= EXERCISE MATERIALS =
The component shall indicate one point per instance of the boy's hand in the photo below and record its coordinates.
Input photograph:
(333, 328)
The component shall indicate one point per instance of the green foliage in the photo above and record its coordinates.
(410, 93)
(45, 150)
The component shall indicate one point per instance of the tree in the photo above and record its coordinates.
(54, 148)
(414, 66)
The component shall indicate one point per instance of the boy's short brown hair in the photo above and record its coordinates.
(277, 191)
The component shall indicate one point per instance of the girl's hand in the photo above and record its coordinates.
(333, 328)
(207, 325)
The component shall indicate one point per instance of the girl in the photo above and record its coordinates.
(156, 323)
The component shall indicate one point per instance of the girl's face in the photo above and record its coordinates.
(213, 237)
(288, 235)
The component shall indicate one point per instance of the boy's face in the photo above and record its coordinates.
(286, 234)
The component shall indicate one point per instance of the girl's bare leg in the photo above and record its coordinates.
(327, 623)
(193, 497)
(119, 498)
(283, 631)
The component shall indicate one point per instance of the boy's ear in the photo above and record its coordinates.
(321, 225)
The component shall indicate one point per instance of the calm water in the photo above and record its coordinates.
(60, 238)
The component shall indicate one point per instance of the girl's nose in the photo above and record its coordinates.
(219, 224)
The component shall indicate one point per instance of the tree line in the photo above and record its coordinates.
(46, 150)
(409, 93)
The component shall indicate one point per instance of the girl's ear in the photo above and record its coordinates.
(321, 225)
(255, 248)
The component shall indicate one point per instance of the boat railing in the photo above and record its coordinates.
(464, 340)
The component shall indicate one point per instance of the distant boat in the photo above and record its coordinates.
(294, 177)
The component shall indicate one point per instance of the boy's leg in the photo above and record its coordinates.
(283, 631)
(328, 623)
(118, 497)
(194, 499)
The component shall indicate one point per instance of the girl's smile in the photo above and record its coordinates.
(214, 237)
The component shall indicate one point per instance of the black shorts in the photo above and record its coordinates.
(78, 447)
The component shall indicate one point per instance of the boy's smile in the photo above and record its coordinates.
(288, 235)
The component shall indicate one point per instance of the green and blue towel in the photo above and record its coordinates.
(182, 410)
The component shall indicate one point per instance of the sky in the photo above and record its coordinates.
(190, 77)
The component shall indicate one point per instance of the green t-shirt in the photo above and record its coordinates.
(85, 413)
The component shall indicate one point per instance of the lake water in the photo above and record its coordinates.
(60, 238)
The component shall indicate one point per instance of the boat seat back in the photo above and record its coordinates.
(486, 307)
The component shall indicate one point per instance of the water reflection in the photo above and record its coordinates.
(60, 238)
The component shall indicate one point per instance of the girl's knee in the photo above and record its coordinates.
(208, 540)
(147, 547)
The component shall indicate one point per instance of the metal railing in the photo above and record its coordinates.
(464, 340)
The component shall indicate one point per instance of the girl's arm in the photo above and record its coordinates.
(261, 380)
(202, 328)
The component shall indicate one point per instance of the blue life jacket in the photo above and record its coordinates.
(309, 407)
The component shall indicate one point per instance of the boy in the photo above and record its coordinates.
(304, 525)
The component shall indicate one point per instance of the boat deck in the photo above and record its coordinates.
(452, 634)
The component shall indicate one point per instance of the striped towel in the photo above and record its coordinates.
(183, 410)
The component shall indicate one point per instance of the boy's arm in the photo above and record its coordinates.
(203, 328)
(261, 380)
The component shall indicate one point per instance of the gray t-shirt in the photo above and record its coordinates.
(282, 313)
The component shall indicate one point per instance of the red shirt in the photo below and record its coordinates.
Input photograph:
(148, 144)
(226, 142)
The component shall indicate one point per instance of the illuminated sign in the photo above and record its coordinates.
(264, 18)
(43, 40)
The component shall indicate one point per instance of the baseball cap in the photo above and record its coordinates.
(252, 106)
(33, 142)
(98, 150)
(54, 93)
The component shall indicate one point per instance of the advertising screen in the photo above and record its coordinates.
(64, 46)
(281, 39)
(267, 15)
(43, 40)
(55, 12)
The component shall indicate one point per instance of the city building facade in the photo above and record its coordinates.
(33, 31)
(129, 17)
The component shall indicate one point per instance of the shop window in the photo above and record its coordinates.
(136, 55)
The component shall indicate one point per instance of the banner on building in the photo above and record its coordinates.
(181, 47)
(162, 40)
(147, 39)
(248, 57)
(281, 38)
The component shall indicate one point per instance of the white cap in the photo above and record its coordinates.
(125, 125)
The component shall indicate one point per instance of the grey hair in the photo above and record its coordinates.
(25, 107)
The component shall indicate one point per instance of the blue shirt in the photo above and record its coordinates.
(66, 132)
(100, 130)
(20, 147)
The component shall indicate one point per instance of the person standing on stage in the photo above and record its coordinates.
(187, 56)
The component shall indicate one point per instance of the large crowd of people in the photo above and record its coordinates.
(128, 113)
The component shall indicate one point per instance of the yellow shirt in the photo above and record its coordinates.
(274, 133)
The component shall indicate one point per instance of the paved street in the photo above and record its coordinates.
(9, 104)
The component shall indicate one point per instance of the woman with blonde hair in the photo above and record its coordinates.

= WHAT THE EXERCISE ASKS =
Without leaving anything out, repeat the data exactly.

= ANSWER TO THIS TASK =
The component shall indicate one point per instance of the boy's hand in the photo below and record its coordinates.
Input photograph:
(333, 328)
The component shall indicate one point per instance of the green foliage in the photo above and record its coordinates.
(410, 93)
(45, 150)
The component shall indicate one point per instance of the tree in the photo above and record its coordinates.
(54, 148)
(414, 66)
The component shall indicate one point per instance of the boy's short brown hair in the photo above and record its coordinates.
(277, 191)
The component shall indicate one point per instance of the girl's hand in the photo above and record its coordinates.
(333, 328)
(207, 325)
The component shall indicate one point per instance of the girl in the photo above and record its coordinates.
(156, 323)
The component shall indicate one point per instance of the girl's face in the photo above and record its coordinates.
(213, 237)
(288, 235)
The component shall indicate one point per instance of the boy's face in the photo above and record its coordinates.
(286, 234)
The component shall indicate one point per instance of the girl's bare leg in the photo above and record its coordinates.
(327, 623)
(193, 497)
(119, 498)
(283, 631)
The component shall indicate one point per instance of the boy's ear in the photo above and record its coordinates.
(321, 225)
The component shall indicate one point per instance of the calm water in the photo above and record its coordinates.
(60, 238)
The component shall indicate one point per instance of the girl's nose in the photo above and record its coordinates.
(219, 224)
The component shall indicate one point per instance of the tree line in the photo above and record its coordinates.
(46, 150)
(409, 93)
The component shall indicate one point per instance of the girl's ear in the photo above and record its coordinates.
(321, 225)
(255, 248)
The component shall indicate one point per instance of the boat railing in the photo above and record its coordinates.
(464, 340)
The component shall indicate one point per instance of the distant boat in the photo above and record its coordinates.
(294, 177)
The component shall indicate one point per instance of the boy's leg in the photo above and record its coordinates.
(283, 631)
(328, 623)
(118, 497)
(194, 499)
The component shall indicate one point per instance of the girl's smile in the photo above and record its coordinates.
(214, 237)
The component shall indicate one point per instance of the black shorts in the photo above and record its coordinates.
(78, 447)
The component shall indicate one point per instance of the boy's smile in the photo above and record its coordinates.
(288, 235)
The component shall indicate one point per instance of the green and blue towel in the photo above and record its coordinates.
(182, 410)
The component shall indicate one point per instance of the sky in the photo above and record its coordinates.
(190, 77)
The component shall indicate one point per instance of the green t-shirt in the photo above and record its coordinates.
(85, 413)
The component shall indicate one point per instance of the lake water in the photo above and record its coordinates.
(60, 238)
The component shall indicate one point per instance of the boat seat back in the photo above and record its coordinates.
(486, 307)
The component shall indicate one point per instance of the water reflection in the photo above and record its coordinates.
(60, 238)
The component shall indicate one point per instance of the girl's knee in the photo above and record its coordinates.
(208, 540)
(147, 547)
The component shall indicate one point per instance of the metal railing in the photo above and record its coordinates.
(464, 340)
The component shall indicate one point per instance of the girl's arm in the photo above and record its coordinates.
(261, 380)
(202, 328)
The component shall indicate one point per instance of the blue life jacket in the photo above and record its coordinates.
(309, 407)
The component shall indicate one point per instance of the boy in the photo above and record its coordinates.
(304, 525)
The component shall indicate one point per instance of the boat deck in the photo above and record its coordinates.
(452, 634)
The component shall indicate one point per instance of the striped towel in the photo above and record its coordinates.
(183, 410)
The component shall indicate one point per instance of the boy's arm in the photo above and record its coordinates.
(203, 328)
(261, 380)
The component shall indicate one point per instance of the gray t-shirt in the photo above and record its coordinates.
(282, 313)
The component shall indicate one point per instance of the red shirt in the photo below and record its coordinates.
Input photograph:
(148, 144)
(226, 142)
The component shall indicate one point per instance of the illuminated sign in the photo above and record its coordinates.
(264, 18)
(43, 40)
The component shall indicate one point per instance of the baseball cap in the photo above and record its coordinates.
(252, 106)
(33, 142)
(98, 150)
(54, 93)
The component shall indicate one point per instance of the advertising screen in the photo above and record its coordinates.
(64, 46)
(281, 39)
(267, 15)
(43, 40)
(55, 12)
The component shall indicate one point per instance of the city building facade in the photo above and record its coordinates.
(33, 31)
(129, 17)
The component shall indicate one point per instance of the shop window in the photo above and record its coordinates.
(136, 55)
The component shall indicate one point per instance of the banner on building in the photo above and record its coordinates.
(181, 47)
(162, 40)
(147, 39)
(248, 57)
(281, 38)
The component shall indicate one point per instance of the white cap in the photo above and record its coordinates.
(125, 125)
The component shall indicate one point per instance of the grey hair in the photo above and record its coordinates.
(25, 107)
The component shall indicate one point per instance of the blue shirt in the photo above and record its coordinates.
(66, 132)
(100, 130)
(20, 147)
The component shall indicate one point per instance of the person standing on stage in the photo above and record its coordinates.
(187, 56)
The component shall indicate one point per instance of the large crowd of people in the photo above and record its coordinates.
(128, 113)
The component shall indicate one point per instance of the yellow shirt in the photo above and record its coordinates.
(274, 133)
The component shall indicate one point per instance of the paved street in the photo above and record its coordinates.
(9, 104)
The component shall indicate one point per instance of the woman with blonde hair in the photo above and record its coordinates.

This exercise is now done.